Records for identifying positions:
○ ○ ○ ○

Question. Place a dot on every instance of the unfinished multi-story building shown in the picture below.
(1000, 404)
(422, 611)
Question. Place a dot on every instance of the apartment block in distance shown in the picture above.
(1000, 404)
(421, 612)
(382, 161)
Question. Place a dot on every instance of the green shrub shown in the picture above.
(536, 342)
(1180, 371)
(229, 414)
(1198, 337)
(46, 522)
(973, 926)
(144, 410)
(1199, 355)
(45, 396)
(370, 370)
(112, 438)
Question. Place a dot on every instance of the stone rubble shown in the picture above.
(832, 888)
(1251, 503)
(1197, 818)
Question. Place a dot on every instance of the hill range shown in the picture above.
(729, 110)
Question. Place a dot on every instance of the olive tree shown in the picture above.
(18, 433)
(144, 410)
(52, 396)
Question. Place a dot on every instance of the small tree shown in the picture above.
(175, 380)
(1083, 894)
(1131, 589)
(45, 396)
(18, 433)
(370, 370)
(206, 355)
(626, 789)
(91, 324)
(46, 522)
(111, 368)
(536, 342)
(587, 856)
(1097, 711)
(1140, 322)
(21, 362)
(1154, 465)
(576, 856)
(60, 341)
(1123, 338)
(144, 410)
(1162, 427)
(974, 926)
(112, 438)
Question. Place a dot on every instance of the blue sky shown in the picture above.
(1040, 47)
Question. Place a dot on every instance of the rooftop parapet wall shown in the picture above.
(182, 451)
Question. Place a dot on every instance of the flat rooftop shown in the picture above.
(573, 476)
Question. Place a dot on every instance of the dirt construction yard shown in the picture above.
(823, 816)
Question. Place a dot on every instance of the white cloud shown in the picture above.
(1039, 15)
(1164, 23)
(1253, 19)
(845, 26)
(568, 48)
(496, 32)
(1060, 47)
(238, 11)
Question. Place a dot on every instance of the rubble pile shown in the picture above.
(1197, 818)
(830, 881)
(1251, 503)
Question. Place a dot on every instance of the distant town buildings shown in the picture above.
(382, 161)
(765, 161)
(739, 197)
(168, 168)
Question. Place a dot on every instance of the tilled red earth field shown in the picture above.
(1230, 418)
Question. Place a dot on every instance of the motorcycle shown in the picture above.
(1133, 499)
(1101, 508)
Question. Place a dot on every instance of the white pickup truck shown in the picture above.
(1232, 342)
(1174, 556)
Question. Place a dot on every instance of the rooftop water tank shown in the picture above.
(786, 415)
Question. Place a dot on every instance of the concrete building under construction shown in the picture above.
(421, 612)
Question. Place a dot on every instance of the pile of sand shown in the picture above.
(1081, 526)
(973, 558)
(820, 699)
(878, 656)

○ ○ ○ ○

**Task objective:**
Express the records as a two-column CSV, starting with the line that contains "Question. Place a dot on every instance of the pile" and going on through the end of the records, with one row per record. Use the column names "prompt" and "answer", put each record's text and its answer in separate quoted fields, and turn every line break into a space.

**Response for this exercise:**
prompt,answer
"Question. Place a dot on every instance of the pile of sand shown in the picture above.","(1081, 526) (973, 558) (820, 699) (878, 656)"